:: TASK ::
Reproduce the line that holds "Pick out the laptop keyboard, placing" together with all the lines after it up to the end of the entries.

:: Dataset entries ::
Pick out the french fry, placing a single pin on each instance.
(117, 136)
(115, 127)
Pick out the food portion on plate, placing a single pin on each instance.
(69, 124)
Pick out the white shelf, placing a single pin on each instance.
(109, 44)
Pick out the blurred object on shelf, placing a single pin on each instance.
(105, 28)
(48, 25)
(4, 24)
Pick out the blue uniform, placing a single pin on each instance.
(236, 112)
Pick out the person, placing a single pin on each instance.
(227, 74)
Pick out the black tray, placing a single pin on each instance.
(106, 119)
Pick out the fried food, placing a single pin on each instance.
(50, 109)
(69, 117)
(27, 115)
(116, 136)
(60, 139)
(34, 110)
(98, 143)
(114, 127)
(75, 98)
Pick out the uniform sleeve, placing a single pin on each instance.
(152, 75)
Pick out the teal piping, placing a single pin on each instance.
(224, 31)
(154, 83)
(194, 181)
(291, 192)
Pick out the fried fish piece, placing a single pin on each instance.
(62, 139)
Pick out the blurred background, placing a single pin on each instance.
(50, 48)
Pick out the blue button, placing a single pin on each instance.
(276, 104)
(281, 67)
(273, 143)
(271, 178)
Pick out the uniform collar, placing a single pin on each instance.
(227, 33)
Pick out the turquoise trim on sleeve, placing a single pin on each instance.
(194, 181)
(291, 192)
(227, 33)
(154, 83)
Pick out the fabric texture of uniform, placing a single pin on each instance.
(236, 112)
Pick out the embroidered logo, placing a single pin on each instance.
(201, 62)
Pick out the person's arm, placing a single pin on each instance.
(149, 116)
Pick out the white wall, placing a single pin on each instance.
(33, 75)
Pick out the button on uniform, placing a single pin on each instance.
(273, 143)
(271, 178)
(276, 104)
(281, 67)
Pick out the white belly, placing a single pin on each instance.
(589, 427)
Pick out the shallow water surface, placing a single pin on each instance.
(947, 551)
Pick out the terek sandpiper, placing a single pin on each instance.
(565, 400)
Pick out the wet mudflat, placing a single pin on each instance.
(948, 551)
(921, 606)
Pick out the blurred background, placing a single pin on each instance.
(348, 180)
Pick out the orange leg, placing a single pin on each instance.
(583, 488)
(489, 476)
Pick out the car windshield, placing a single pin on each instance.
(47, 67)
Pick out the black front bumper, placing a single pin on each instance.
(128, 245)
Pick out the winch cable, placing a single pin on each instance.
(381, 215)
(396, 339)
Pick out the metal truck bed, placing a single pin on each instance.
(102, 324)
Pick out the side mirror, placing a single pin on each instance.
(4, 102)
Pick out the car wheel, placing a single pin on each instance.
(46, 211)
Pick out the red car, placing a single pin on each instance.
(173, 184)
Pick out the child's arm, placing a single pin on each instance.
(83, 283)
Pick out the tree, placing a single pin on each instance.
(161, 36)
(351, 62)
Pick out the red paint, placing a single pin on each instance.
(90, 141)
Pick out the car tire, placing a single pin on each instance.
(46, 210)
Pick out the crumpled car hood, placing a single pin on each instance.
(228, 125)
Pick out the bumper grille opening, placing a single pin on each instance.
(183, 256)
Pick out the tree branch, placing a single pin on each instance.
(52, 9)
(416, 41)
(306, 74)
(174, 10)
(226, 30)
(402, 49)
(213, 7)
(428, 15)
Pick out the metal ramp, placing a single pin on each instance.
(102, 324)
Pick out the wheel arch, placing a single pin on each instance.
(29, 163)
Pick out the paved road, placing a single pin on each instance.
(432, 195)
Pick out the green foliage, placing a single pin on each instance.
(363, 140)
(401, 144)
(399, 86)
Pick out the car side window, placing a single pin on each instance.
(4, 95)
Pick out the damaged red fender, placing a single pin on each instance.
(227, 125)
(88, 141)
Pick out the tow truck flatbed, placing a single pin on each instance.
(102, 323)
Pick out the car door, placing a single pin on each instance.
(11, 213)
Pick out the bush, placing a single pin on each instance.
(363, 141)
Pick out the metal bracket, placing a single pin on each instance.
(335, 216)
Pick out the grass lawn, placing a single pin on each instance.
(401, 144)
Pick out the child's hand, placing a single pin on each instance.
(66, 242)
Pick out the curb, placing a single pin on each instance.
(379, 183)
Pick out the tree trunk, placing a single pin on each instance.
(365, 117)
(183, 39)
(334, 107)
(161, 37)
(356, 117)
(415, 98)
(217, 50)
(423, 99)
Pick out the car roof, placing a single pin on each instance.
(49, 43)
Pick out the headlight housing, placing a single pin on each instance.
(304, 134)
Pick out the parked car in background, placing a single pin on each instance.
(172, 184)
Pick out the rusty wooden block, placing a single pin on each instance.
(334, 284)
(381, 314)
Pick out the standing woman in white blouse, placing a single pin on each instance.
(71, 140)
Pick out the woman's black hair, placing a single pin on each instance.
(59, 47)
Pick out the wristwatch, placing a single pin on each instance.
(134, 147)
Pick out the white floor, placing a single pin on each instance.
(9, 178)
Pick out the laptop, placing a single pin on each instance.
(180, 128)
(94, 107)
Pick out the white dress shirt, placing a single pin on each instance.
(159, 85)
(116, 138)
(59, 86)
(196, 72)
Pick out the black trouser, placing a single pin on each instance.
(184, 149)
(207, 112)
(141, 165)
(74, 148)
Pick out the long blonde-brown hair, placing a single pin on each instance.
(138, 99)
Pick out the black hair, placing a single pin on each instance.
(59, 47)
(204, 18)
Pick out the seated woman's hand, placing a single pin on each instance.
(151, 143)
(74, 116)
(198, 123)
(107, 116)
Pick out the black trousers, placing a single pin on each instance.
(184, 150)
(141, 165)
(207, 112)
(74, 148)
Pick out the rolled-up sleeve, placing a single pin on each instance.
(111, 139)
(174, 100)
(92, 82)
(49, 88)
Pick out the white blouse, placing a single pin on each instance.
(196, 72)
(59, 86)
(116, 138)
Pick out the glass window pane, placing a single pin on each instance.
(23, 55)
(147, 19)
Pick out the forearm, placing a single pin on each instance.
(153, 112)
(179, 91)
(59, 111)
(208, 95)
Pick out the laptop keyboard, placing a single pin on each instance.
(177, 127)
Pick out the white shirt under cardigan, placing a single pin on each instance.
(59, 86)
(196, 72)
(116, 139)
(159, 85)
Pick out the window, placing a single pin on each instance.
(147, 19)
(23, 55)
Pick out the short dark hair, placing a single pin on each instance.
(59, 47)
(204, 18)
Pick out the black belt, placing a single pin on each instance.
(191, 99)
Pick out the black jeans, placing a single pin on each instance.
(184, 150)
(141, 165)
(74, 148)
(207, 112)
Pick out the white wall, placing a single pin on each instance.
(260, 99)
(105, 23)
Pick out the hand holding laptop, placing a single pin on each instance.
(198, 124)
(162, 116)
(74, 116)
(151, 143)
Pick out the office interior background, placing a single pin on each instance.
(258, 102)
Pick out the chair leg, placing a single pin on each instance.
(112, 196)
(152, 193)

:: RESPONSE TO THIS TASK ::
Pick out the laptop keyboard, placing a single pin on each instance.
(177, 127)
Pick out the white shirt under cardigan, placing a single pin on each instance.
(59, 86)
(196, 72)
(116, 139)
(159, 85)
Pick out the window, placing a single pin on each instance.
(147, 19)
(23, 55)
Pick out the short dark hair, placing a single pin on each instance.
(59, 47)
(204, 18)
Pick out the black belt, placing a single pin on each instance.
(191, 99)
Pick out the black jeans, placing a single pin on each instance.
(184, 150)
(141, 165)
(74, 148)
(207, 112)
Pick out the white wall, placing a single pin on each instance.
(260, 99)
(105, 23)
Pick out the hand holding laptop, placing a single pin on each instance.
(198, 124)
(162, 116)
(74, 116)
(151, 143)
Pick out the office interior background, placing a single pin on each instance.
(258, 102)
Pick out the chair leg, placing a single pin on each instance.
(112, 196)
(152, 193)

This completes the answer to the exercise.